▶ **About this task**
Please retype, character for character, the portion of the entries below that runs from the line containing "Return the outline of every instance of the bush." to the last line.

▶ **Stored data**
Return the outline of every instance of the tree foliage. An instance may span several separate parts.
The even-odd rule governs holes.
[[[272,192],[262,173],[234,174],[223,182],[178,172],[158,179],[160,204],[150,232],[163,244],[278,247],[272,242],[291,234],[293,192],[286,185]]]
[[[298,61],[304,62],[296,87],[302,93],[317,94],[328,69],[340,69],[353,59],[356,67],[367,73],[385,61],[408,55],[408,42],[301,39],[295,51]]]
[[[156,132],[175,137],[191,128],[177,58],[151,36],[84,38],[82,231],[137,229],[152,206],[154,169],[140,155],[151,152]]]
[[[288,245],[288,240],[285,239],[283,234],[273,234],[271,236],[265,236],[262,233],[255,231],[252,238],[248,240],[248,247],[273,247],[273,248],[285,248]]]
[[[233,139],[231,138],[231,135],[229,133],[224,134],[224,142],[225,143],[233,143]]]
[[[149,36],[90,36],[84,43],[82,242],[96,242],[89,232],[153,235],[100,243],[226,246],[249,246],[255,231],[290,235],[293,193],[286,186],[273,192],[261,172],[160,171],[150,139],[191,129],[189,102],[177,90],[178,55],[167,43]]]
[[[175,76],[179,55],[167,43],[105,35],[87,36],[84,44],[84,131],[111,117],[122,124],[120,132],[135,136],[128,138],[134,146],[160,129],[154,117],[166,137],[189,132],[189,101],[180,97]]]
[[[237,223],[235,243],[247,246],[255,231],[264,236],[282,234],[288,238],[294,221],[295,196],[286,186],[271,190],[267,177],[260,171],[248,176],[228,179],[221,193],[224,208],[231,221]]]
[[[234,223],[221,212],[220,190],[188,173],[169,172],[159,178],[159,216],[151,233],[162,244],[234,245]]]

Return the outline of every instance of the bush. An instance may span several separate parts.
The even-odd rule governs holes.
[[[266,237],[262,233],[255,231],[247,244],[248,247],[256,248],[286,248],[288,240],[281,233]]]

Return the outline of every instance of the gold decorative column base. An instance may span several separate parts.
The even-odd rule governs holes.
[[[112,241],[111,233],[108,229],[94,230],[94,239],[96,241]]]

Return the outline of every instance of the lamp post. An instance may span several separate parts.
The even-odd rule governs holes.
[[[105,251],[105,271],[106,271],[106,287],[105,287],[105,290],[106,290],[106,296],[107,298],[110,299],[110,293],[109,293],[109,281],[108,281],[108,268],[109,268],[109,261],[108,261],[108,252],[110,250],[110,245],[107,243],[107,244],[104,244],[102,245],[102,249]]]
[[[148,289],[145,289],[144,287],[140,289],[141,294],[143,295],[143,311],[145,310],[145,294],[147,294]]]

▶ **Solved problem**
Return the outline of every instance of the bush. An instance may span several separate parts.
The even-odd rule governs holes.
[[[266,237],[262,233],[255,231],[247,244],[248,247],[256,248],[286,248],[288,240],[281,233]]]

Return the outline of every instance of the gold decorative column base. An instance may span several separate parts.
The even-odd rule governs holes.
[[[112,241],[111,233],[108,229],[94,230],[94,239],[96,241]]]

Return the outline of every instance of the lamp post. An instance may span several separate parts.
The even-odd rule governs holes.
[[[105,251],[105,271],[106,271],[106,287],[105,287],[105,290],[106,290],[106,296],[107,298],[110,299],[110,293],[109,293],[109,281],[108,281],[108,268],[109,268],[109,261],[108,261],[108,252],[110,250],[110,245],[107,243],[107,244],[104,244],[102,245],[102,249]]]
[[[148,289],[145,289],[144,287],[140,289],[141,294],[143,295],[143,311],[145,310],[145,294],[147,294]]]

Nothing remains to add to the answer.